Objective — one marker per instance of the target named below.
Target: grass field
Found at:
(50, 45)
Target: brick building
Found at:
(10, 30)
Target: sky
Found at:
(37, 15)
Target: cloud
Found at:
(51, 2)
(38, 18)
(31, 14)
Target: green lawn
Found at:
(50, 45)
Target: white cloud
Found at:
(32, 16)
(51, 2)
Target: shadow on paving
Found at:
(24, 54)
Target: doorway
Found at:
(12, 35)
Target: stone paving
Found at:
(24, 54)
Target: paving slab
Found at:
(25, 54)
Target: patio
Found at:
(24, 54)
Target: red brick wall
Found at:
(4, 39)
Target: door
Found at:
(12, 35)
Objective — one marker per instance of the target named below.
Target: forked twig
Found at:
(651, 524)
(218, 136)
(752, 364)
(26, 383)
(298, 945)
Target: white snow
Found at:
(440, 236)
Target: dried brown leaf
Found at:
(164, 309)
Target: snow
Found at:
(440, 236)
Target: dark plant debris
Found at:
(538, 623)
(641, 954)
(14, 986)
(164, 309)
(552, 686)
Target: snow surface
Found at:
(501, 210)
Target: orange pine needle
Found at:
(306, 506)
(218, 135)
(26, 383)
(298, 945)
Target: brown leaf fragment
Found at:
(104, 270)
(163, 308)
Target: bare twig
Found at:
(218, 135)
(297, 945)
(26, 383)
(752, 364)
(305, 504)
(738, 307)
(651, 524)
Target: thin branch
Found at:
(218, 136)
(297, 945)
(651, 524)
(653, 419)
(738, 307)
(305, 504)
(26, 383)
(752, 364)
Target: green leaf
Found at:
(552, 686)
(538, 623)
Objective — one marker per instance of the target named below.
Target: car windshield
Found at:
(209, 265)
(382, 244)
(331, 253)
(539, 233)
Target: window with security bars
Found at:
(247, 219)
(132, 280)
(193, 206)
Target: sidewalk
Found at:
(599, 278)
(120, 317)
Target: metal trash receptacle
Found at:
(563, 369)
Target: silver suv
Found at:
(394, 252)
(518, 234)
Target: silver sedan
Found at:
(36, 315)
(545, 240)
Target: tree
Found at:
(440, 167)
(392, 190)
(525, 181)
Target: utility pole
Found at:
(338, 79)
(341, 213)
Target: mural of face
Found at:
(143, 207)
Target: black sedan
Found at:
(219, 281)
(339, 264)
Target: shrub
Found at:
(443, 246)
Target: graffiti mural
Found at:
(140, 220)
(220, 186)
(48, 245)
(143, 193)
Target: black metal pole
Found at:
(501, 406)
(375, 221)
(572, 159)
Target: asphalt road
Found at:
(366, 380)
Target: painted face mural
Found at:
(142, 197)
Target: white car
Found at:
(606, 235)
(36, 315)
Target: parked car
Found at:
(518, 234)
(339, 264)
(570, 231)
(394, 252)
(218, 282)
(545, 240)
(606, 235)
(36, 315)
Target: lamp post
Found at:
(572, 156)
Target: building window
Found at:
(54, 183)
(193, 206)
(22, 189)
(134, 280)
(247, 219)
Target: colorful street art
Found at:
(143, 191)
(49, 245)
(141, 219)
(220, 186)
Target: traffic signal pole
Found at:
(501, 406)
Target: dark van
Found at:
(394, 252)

◆ **TASK REQUIREMENTS**: Restate, word for word, the final stretch of the entries above: the line containing "Target: colorful street art" and every line after it, up to and including the last.

◆ **YOUR SOLUTION**:
Target: colorful street art
Found at:
(143, 191)
(49, 245)
(141, 219)
(220, 186)
Target: traffic signal pole
Found at:
(501, 406)
Target: dark van
Found at:
(394, 252)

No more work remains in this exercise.